• Exercise requirements:
1. In the SIM card story, turn the paragraph that begins "After I eat some baguette sandwich" into a short bulleted list that keeps its main facts.
2. Answer these questions using the SIM card story:
(a) Which company did the narrator go to after leaving Orange?
(b) How much credit did the narrator end up with?
(c) Where did the German guy say baguettes should be carried?
3. List every place name that appears in the SIM card story.

• Extracted text:
● ● ● ● ● ● ●
So today I set out to acquire a French SIM card. Long story short, I think the Orange people are trying to gyp me and some unhappy conversation (more just gesturing and poor attempts at French and English) ensues. Enter friendly blond German guy who can speak both English and French to my rescue. After that is sorted I leave in a confused huff and go down to Orange competitor SFR to offer my business there. Zip, boom, bang, Amy now has 65 Euros of credit and happy days. Original plan would have been to spend half an hour sorting my phone and then head to Roland Garros for the French Open. As the SIM fiasco ended up taking me nearly an hour and a half to sort, I no longer had the time to make it to the stadium with time to get to Gare du Nord for my train to London later.

After I eat some baguette sandwich on the street, I am wandering around with nothing to do for the next two hours. I get speckled with a few drops of rain. I think it is getting cold and I don’t feel like catching pneumonia before I hit up the Middle East, so I head for St Germain on my usual path. Enter blond German guy from the Orange store walking down the street next to me! We end up chatting in the drizzle in the middle of the sidewalk in blessed English for something like half an hour. He informs me I am supposed to carry the baguettes under my armpits. I crinkle my nose at that.
● ● ● ● ● ● ●
• Stored records:
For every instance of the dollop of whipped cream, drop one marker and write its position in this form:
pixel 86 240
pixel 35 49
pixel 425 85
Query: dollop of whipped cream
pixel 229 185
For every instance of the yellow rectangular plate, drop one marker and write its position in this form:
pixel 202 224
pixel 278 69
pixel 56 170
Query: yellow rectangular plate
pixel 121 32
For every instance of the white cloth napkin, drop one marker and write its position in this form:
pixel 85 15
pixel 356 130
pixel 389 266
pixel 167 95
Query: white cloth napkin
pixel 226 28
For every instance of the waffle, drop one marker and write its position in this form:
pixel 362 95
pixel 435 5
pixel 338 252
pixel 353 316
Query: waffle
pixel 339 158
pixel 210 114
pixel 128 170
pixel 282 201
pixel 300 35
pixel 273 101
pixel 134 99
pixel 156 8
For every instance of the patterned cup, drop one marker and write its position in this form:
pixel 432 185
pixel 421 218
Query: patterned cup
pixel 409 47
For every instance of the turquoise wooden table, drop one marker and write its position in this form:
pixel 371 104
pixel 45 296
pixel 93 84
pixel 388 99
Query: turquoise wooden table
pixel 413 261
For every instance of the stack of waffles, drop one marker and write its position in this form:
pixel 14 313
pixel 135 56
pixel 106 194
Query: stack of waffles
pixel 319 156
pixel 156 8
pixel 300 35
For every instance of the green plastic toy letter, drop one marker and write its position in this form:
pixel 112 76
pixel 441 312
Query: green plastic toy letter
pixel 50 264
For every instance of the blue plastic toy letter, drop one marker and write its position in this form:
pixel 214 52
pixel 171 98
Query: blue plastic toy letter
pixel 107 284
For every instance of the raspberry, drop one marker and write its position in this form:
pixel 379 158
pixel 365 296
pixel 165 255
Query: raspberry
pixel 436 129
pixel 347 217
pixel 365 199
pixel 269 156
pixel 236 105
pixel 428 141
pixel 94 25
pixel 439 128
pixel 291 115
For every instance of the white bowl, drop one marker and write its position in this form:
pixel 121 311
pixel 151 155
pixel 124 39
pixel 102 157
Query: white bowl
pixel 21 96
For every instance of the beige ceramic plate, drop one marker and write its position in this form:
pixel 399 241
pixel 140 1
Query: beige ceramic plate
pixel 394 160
● ● ● ● ● ● ●
• Task-by-task answers:
1.
- After eating a baguette sandwich on the street, the narrator has two hours with nothing to do.
- A few drops of rain fall, and it is getting cold. The narrator doesn't want to catch pneumonia before going to the Middle East, so heads for St Germain on the usual path.
- The blond German guy from the Orange store turns up walking alongside.
- The two chat in English in the drizzle on the sidewalk for about half an hour.
- He says baguettes are supposed to be carried under the armpits, and the narrator crinkles up at that.

2.
(a) SFR
(b) 65 Euros
(c) Under the armpits

3.
- Roland Garros
- Gare du Nord
- London
- the Middle East
- St Germain